◆ **INSTRUCTIONS TO FOLLOW**
Return every line of the entries that contains the string "orange".

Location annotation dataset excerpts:
- - - -

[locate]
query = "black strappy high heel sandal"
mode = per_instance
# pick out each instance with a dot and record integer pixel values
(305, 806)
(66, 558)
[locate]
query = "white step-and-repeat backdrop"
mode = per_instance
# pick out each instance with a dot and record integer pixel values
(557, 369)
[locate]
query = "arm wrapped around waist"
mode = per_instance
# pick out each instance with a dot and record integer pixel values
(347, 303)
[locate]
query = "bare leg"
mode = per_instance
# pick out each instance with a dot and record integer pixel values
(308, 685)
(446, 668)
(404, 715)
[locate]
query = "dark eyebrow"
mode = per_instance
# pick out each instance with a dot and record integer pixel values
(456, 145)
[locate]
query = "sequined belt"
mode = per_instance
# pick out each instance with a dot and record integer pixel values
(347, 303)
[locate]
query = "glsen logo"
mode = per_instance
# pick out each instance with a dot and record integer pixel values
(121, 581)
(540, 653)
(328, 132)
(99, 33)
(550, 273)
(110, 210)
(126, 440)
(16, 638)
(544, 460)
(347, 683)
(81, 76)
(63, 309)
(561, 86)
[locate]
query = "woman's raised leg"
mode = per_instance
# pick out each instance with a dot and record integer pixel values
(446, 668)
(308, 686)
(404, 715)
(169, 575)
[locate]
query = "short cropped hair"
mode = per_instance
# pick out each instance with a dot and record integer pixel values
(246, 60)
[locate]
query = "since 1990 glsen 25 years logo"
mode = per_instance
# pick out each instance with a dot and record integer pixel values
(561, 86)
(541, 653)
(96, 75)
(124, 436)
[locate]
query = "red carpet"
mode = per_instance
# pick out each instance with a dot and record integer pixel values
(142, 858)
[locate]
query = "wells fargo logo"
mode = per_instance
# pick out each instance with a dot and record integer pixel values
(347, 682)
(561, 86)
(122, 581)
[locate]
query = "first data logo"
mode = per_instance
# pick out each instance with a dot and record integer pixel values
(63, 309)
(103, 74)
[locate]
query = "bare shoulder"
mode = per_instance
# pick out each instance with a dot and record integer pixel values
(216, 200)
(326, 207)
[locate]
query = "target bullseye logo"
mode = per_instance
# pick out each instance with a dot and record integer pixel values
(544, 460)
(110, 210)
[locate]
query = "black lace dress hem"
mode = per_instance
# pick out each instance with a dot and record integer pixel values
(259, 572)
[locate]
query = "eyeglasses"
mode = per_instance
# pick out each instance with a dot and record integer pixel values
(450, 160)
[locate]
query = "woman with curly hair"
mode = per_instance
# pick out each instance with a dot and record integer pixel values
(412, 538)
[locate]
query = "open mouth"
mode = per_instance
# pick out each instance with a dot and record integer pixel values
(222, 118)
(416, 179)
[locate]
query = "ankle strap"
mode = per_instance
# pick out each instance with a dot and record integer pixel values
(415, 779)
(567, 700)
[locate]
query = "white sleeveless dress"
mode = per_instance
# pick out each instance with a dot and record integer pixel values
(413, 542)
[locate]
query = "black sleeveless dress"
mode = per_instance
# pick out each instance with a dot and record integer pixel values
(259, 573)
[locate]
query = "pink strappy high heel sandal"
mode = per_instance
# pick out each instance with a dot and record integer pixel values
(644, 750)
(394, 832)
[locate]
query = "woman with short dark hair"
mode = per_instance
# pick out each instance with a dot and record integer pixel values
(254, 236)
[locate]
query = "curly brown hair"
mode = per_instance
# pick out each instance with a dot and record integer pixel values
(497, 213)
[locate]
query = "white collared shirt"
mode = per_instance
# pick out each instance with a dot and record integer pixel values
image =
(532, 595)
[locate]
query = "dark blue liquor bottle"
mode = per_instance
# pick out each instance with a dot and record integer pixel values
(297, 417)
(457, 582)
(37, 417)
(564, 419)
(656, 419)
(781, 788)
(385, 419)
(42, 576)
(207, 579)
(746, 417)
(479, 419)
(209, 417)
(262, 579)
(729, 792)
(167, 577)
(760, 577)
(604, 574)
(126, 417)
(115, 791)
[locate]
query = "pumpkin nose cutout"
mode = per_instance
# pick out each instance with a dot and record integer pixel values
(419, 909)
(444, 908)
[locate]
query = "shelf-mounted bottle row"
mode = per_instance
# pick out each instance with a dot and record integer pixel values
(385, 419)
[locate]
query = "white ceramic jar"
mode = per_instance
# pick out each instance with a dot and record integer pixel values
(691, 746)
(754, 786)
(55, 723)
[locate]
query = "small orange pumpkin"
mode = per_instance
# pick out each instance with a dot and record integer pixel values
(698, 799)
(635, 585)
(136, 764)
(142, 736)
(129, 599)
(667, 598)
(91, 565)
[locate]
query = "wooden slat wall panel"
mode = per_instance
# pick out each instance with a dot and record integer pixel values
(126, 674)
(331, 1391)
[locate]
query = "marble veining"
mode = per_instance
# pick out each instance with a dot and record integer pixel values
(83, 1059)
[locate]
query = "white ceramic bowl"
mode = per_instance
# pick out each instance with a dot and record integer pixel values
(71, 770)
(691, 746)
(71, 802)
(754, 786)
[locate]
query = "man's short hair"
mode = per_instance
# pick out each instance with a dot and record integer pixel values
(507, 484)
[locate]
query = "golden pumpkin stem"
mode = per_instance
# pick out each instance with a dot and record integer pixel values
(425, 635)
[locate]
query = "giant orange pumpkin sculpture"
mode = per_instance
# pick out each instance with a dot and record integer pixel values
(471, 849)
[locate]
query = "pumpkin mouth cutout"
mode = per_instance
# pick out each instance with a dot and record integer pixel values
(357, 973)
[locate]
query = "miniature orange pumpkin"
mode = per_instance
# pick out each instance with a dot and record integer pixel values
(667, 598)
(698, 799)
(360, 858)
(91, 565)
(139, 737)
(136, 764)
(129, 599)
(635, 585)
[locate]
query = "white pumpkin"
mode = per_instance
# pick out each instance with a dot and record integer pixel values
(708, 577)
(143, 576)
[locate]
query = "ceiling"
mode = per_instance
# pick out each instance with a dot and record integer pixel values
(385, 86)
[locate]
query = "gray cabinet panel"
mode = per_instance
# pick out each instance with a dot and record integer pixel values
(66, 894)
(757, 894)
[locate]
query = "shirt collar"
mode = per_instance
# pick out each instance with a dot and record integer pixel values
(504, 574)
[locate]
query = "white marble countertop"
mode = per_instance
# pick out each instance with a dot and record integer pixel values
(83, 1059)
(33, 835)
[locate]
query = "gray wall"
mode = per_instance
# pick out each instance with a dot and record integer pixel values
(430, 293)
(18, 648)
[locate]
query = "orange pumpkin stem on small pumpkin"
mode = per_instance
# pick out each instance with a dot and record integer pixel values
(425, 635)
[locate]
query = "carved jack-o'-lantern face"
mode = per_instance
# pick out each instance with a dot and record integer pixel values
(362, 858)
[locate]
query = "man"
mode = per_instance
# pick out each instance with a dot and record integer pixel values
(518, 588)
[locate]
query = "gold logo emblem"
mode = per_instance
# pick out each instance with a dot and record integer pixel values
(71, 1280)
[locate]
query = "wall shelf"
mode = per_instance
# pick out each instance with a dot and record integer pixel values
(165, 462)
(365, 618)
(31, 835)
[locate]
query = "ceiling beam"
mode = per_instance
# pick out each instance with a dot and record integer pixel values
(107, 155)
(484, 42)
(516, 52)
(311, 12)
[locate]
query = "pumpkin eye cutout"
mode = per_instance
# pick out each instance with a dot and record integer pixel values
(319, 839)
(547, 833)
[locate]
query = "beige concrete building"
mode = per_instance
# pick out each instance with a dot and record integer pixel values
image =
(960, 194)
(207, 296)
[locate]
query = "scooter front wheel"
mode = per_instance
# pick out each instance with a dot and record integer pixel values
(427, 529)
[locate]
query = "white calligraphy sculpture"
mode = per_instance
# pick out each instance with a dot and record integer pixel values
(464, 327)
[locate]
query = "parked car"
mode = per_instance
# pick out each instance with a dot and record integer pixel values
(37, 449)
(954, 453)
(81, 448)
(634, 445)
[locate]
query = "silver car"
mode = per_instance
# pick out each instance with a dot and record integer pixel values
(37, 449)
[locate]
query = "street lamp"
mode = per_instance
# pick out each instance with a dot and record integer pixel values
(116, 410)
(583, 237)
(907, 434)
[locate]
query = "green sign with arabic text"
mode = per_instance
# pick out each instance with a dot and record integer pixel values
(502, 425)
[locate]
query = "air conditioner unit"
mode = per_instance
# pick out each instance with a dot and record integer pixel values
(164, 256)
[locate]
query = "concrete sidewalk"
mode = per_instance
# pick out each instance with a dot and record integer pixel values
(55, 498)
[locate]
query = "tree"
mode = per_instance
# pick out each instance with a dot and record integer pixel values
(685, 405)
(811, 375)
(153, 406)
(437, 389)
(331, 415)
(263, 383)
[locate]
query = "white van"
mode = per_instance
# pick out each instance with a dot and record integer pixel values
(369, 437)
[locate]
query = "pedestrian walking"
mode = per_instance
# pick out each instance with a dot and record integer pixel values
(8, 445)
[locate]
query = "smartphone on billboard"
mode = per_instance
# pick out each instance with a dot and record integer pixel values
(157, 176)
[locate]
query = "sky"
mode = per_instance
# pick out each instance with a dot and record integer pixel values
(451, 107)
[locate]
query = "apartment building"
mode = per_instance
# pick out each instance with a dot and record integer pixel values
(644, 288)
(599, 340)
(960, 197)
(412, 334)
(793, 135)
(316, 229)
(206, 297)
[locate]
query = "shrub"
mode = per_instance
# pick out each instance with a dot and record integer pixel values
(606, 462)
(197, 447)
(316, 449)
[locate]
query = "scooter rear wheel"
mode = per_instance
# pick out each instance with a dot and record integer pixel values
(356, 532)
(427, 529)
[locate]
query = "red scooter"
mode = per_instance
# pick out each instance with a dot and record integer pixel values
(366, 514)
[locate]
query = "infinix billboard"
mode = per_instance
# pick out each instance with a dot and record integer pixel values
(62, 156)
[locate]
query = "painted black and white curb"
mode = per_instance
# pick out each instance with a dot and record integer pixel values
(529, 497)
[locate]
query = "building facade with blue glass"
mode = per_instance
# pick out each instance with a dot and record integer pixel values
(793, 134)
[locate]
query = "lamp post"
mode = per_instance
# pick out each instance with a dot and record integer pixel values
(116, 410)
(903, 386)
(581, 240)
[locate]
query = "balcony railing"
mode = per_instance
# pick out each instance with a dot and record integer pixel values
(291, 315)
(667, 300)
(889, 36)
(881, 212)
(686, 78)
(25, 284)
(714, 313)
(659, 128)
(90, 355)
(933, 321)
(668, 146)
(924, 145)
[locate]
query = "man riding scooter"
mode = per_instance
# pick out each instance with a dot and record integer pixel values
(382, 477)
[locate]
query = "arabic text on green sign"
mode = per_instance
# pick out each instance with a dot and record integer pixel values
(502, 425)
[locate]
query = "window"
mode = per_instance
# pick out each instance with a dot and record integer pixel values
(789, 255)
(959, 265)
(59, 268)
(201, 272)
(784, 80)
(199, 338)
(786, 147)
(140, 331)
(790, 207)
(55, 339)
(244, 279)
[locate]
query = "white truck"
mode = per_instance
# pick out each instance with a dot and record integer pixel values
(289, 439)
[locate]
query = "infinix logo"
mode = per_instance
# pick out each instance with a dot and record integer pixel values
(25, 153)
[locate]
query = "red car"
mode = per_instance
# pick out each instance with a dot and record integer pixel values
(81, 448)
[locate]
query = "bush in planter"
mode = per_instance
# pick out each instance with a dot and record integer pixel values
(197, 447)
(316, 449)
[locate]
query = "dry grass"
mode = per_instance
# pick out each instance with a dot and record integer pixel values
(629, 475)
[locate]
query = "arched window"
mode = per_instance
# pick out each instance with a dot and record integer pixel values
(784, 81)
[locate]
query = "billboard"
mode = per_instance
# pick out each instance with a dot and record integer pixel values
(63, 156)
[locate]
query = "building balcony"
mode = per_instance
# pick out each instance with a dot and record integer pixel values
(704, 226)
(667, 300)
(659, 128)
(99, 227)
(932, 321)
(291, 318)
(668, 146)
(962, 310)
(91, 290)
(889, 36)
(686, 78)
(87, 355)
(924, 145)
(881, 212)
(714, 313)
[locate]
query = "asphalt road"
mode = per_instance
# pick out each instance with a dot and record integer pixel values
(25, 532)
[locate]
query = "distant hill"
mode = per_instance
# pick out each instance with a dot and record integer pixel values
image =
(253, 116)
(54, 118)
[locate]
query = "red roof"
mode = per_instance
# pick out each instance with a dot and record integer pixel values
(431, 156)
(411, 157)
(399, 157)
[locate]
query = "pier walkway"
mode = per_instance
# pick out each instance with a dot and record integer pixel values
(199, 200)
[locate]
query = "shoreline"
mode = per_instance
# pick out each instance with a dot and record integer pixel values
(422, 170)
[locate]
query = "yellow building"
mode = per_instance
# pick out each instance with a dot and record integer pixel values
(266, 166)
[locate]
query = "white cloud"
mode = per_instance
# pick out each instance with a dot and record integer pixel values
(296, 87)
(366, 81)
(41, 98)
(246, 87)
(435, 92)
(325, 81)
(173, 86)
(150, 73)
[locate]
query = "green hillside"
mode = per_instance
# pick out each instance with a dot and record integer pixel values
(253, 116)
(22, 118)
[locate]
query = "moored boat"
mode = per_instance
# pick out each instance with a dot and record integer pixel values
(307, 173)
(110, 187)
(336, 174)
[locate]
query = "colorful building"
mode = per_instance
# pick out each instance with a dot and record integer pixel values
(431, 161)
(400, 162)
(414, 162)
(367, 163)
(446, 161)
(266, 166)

- - - -

◆ **RESPONSE**
query = "small orange pumpkin"
query = "giant orange pumpkin sculpture"
query = "miniature orange pumpkin"
query = "orange pumpkin stem on small pumpkin"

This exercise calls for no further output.